=== What the task asks ===
If a line in the records below contains "trace", copy that line.

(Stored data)
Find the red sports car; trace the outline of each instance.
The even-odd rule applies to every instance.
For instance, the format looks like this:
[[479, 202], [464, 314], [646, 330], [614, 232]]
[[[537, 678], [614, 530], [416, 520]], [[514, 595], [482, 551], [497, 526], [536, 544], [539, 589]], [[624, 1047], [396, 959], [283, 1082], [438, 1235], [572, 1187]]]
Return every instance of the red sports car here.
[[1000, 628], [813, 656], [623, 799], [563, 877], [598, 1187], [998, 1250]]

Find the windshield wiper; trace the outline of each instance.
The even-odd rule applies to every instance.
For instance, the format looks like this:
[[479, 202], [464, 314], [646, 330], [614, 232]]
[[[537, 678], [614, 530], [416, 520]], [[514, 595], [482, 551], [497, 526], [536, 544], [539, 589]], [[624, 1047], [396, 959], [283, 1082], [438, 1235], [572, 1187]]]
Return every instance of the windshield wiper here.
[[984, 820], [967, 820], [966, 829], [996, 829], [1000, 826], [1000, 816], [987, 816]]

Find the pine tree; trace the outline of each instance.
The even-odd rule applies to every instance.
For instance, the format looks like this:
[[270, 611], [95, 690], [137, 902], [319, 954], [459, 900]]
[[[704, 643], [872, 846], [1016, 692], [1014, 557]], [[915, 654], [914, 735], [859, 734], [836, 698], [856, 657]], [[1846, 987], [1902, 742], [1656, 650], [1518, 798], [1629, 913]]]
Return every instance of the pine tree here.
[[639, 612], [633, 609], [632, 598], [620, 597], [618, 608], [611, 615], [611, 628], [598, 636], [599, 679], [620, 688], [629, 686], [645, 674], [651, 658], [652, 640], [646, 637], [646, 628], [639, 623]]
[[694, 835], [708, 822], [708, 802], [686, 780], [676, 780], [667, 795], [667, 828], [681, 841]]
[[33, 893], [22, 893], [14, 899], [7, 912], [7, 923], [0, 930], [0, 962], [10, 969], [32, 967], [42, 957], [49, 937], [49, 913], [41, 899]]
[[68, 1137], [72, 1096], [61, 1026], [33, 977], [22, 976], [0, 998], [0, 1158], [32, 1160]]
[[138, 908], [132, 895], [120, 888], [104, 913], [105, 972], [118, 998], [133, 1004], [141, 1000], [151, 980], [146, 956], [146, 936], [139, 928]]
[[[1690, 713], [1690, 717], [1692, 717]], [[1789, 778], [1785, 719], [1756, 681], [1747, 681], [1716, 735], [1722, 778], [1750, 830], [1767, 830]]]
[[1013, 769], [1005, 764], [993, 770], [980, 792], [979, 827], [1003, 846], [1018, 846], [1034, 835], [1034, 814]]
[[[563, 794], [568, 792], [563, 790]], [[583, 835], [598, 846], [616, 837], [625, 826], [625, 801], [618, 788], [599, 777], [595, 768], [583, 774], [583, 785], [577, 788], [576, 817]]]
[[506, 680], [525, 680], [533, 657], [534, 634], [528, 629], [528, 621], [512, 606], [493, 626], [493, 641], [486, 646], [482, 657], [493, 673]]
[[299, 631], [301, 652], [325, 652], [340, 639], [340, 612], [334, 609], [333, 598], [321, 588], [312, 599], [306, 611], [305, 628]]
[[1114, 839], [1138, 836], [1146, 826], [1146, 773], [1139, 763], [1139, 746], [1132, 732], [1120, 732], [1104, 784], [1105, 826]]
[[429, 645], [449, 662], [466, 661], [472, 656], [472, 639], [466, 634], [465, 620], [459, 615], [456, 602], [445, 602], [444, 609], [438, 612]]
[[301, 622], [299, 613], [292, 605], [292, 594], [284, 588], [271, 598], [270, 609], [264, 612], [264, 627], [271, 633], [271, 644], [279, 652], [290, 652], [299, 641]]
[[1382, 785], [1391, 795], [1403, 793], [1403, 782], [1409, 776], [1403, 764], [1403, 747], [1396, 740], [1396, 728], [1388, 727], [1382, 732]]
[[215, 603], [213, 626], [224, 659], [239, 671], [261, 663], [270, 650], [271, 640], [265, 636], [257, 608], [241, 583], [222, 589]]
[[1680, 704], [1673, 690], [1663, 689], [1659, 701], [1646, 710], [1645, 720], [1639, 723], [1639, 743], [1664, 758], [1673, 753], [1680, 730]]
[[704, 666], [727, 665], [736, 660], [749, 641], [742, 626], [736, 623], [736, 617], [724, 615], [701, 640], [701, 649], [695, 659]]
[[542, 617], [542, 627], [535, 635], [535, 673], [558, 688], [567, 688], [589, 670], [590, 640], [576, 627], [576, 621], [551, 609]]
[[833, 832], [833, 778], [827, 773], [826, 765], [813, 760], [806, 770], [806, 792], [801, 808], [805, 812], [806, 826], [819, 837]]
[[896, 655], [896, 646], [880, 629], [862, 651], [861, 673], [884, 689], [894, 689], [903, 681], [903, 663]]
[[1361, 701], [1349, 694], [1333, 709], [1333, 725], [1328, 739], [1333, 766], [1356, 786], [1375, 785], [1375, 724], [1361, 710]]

=== Solution for this exercise ===
Find the red sports car; trace the outline of each instance.
Find the windshield wiper; trace the outline of each instance.
Find the pine tree; trace the outline of each instance.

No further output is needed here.